*** SUPPLIED RECORDS

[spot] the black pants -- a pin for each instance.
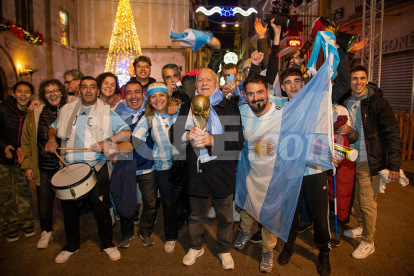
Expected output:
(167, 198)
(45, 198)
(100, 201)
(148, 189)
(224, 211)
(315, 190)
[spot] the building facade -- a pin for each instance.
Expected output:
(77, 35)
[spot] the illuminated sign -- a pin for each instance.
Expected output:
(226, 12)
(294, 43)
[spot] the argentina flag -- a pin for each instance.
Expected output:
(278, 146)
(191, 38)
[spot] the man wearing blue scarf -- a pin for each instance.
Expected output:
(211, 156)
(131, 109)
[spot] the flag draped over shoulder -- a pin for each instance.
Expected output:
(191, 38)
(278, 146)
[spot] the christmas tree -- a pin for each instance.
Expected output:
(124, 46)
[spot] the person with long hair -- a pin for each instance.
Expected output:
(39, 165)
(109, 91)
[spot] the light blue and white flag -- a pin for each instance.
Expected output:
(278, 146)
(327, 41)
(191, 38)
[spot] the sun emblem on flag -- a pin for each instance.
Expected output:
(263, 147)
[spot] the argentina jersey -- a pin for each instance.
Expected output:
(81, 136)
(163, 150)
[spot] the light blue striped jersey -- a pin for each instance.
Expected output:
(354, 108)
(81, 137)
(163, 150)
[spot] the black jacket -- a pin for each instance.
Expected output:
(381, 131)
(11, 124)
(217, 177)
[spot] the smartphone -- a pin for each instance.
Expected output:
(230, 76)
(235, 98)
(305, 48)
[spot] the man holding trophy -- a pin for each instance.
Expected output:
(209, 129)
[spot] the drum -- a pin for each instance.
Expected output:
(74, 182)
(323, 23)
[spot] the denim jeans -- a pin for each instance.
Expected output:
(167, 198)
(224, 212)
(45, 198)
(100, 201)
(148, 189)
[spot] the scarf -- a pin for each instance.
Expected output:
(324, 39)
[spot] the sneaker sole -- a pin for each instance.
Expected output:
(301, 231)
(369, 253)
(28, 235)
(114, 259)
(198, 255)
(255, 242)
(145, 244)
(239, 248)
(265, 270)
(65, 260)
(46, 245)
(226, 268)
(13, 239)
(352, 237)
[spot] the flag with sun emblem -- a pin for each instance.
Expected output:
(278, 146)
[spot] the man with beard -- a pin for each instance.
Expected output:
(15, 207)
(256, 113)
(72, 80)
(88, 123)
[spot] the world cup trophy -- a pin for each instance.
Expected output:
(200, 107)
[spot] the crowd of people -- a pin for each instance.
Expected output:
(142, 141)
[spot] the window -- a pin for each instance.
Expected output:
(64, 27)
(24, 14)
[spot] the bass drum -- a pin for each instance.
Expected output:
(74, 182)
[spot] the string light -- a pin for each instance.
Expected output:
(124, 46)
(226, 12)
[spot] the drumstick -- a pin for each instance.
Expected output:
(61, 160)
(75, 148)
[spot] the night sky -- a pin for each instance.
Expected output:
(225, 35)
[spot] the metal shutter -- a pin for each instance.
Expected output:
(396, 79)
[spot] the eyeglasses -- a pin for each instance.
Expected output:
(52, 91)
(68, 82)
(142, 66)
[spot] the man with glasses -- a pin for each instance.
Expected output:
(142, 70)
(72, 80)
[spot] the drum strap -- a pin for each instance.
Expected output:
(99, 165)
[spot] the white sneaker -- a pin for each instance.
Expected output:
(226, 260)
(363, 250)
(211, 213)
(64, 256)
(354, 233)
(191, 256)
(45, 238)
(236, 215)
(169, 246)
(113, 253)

******
*** SUPPLIED RECORDS

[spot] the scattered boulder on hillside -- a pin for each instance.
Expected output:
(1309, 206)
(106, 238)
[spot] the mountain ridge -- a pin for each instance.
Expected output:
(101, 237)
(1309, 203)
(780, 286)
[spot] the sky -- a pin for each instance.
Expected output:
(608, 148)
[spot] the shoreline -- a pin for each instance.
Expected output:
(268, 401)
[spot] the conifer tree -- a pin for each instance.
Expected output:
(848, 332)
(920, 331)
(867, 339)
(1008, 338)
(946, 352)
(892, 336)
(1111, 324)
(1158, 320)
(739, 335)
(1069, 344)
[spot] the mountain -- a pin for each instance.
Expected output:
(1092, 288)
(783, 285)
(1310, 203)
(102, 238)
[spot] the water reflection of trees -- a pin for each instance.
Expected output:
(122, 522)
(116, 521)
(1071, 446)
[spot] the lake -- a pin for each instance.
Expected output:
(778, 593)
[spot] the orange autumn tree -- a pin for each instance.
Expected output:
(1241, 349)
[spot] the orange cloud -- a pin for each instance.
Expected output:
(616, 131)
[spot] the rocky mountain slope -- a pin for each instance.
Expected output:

******

• _WORK TO COMPLETE_:
Report every line above that contains the word "emblem", copying each such line in full.

• _SOLUTION FOR THIS EXERCISE_:
[spot] the sun emblem on flag -- a pin for each instance.
[spot] the flag with sun emblem -- a pin for each instance.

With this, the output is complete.